## WORK TO COMPLETE
Line by line, transcribe the data below exactly and pass over the images.

## Referring expression data
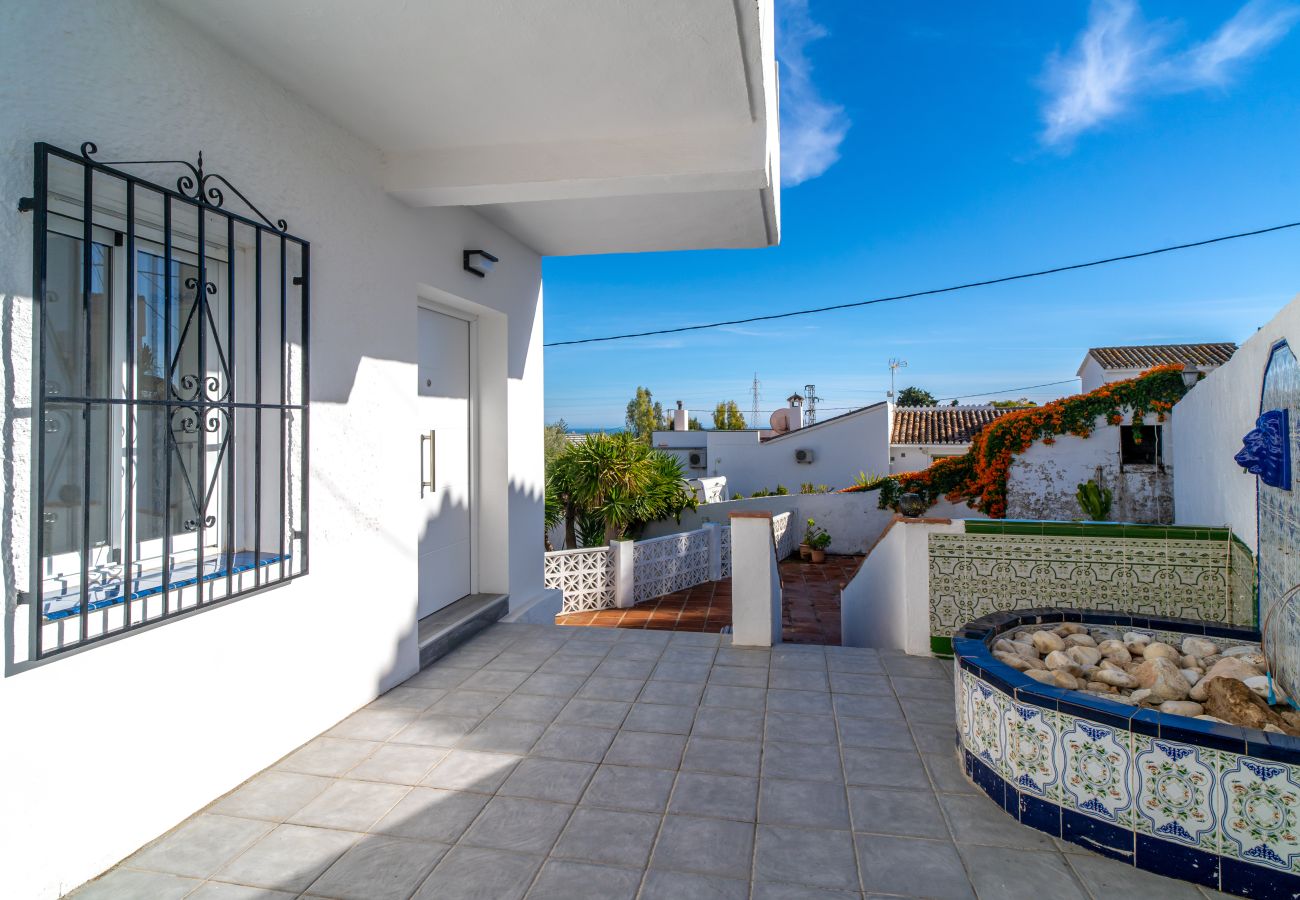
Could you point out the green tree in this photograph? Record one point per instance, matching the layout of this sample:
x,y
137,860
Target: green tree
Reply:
x,y
915,397
728,418
645,415
612,485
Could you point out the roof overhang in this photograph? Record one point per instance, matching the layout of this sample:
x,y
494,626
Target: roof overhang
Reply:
x,y
579,125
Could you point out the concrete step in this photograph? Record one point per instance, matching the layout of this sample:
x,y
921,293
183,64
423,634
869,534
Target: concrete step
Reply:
x,y
451,626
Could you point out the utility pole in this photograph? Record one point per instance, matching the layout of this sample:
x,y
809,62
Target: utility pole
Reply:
x,y
810,398
895,364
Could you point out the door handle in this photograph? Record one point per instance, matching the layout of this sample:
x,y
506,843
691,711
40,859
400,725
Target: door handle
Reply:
x,y
428,483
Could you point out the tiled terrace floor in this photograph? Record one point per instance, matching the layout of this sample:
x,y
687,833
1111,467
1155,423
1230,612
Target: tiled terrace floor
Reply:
x,y
616,764
810,605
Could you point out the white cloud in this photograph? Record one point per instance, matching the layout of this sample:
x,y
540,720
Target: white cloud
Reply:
x,y
1119,57
811,126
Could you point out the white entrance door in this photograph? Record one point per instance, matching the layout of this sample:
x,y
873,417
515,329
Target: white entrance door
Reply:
x,y
442,420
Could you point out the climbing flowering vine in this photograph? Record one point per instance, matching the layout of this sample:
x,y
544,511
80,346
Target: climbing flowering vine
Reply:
x,y
979,475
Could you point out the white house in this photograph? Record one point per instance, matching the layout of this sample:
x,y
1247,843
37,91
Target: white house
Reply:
x,y
1105,364
225,505
919,435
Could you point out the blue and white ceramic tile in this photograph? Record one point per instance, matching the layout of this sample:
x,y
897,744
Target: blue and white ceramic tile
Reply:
x,y
1093,761
1261,812
1028,749
986,725
1177,797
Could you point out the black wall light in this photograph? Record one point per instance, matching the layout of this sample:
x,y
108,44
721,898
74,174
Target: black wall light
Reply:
x,y
479,262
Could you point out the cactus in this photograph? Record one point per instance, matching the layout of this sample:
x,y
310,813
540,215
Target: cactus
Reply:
x,y
1095,501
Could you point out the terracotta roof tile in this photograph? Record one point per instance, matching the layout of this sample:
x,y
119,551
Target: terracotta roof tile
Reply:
x,y
943,424
1162,354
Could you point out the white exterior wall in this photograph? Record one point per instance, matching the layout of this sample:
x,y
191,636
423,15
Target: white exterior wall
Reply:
x,y
1212,489
107,748
1043,480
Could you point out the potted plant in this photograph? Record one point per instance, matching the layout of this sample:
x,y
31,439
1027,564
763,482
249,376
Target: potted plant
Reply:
x,y
806,544
819,542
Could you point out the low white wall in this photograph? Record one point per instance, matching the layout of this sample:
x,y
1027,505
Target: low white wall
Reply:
x,y
853,520
887,604
1210,420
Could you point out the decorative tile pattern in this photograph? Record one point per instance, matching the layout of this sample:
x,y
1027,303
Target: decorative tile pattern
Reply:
x,y
1175,792
975,574
1261,812
1093,762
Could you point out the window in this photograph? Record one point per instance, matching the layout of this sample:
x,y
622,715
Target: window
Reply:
x,y
1139,445
170,388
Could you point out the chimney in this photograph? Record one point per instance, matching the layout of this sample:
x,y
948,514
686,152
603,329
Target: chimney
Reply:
x,y
680,419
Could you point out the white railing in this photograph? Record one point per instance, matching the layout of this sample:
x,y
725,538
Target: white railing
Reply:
x,y
664,565
784,535
585,576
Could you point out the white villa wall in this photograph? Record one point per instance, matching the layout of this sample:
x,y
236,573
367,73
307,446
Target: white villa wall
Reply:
x,y
107,748
1210,488
1043,480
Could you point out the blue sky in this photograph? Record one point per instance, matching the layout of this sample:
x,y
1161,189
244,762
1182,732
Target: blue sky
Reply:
x,y
928,145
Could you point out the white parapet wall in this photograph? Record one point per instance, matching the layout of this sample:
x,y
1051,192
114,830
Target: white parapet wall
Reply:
x,y
887,604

## THE COMPLETED TASK
Could you point out the green tree in this photograph? Record one point per instance, matching the layout of this sample:
x,y
137,860
Target: green tree
Reply:
x,y
915,397
728,418
645,415
612,485
Could you point out the roof overhang in this photograph? Record one point per instance, matching the layout of this sample:
x,y
494,626
Target: roof overhang
Reply:
x,y
579,125
Could you point out the concrete step in this photograph? Record one point per instance, matching the layout of this sample:
x,y
921,293
183,64
423,634
869,534
Target: concrete step
Reply:
x,y
451,626
Could you point out the utility pole in this photograph? Record one point per instance, matching the layout of this sample:
x,y
809,62
Target: utility pole
Reply:
x,y
810,398
895,364
Could you point out the door handle in this photograph? Record one point per instance, matching the layout of this sample:
x,y
506,843
691,711
40,859
400,725
Target: door handle
Reply:
x,y
428,483
Could you point out the tiled terrace floor in this photograph? Record one point per instance, matching the layout of this sample:
x,y
687,833
1111,467
1155,423
1230,612
Target: tiled terrace floor
Reply:
x,y
616,764
810,605
Could you point out the white cloud in this photograph? Record one point per instance, matching the layout of this sample:
x,y
540,720
Target: white cloud
Reply:
x,y
1119,57
811,126
Could you point out the white entrance door in this photograph? Record one point per instance, matching the layout of this sample:
x,y
873,417
515,329
Target: white entrance door
Reply:
x,y
442,420
Could you point out the climbing flowering vine in this photograph? Record one point per instance, matching the layout of this sample:
x,y
544,511
80,346
Target: climbing flowering vine
Reply:
x,y
979,475
Could you point out the white house in this photograph? Record one point per instance, matching the layout of this sample:
x,y
1247,843
37,91
Target: white house
Reply:
x,y
1105,364
225,505
919,435
Could you point out the blue and white ceramic tile in this photograph? Record one point per instance, matching the layout of this sample:
x,y
897,744
Target: blue and white ceramic tile
Reply:
x,y
1093,761
1261,812
1028,749
986,725
1177,797
Could you point out the black wall light in this photograph? Record one point per instance, matching the layout of this sample:
x,y
108,44
721,898
74,174
Target: black wall light
Reply:
x,y
479,262
Could you point out the cactus in this photograph? Record one point per instance, matching the layout of this sample:
x,y
310,813
540,215
Target: cactus
Reply:
x,y
1095,501
Could you point out the terracotta roof tile in this photograph? Record one point per instance, matching the layout of this sample:
x,y
119,551
Target: terracotta roof tile
Reply:
x,y
943,424
1162,354
Could you point out the white exterior wall in this photograph? Record one point per instance, matching the layout of this sample:
x,y
191,636
423,15
Target: white exterior wall
Reply:
x,y
1212,489
107,748
1043,480
Could you point out the potted plant in this photograph? Record one point per instance, matching the layout of this sample:
x,y
31,439
1027,564
763,482
249,376
Target: potted plant
Reply:
x,y
806,544
819,542
Could you point out the low white wall in this photograph? Record one point per instance, matching the layout of this sample:
x,y
1027,505
Target: low white wall
Reply:
x,y
853,520
887,604
1210,420
Could you point out the decorative tile pattern in this photograph? Record one point per instance, matching the layout of this sample:
x,y
1027,303
Target: decorative tile pattern
Reply:
x,y
1175,792
975,574
1261,812
1093,762
Could you point out the window in this photograph? Record one point per instance, matching the layout of this sample:
x,y
622,715
Target: window
Reply:
x,y
1139,445
170,388
Could you point out the chimney in this photograph? Record one point per instance, matching the layout of this sample:
x,y
948,514
686,152
603,329
Target: chimney
Reply:
x,y
680,419
Could you point out the white railing in this photograph? Record one point per instance, matching the layout of this sample:
x,y
725,538
Target: white railing
Reply:
x,y
664,565
784,535
585,576
Could you point out the white villa wall in this photograph? Record one point per instance, matching the layout of this sample:
x,y
236,573
367,73
307,446
Target: white villa wall
Reply:
x,y
107,748
1210,488
1043,480
Could you point out the blue sky in this photograph? Record one point per instance, matching the layout of this sample:
x,y
1161,189
244,762
1182,732
Target: blue sky
Reply:
x,y
928,145
Could you point out the white parapet wall in this photograph? Record one point per instance, matching the layout of this sample:
x,y
1051,192
114,830
Target: white parapet wall
Reply:
x,y
887,604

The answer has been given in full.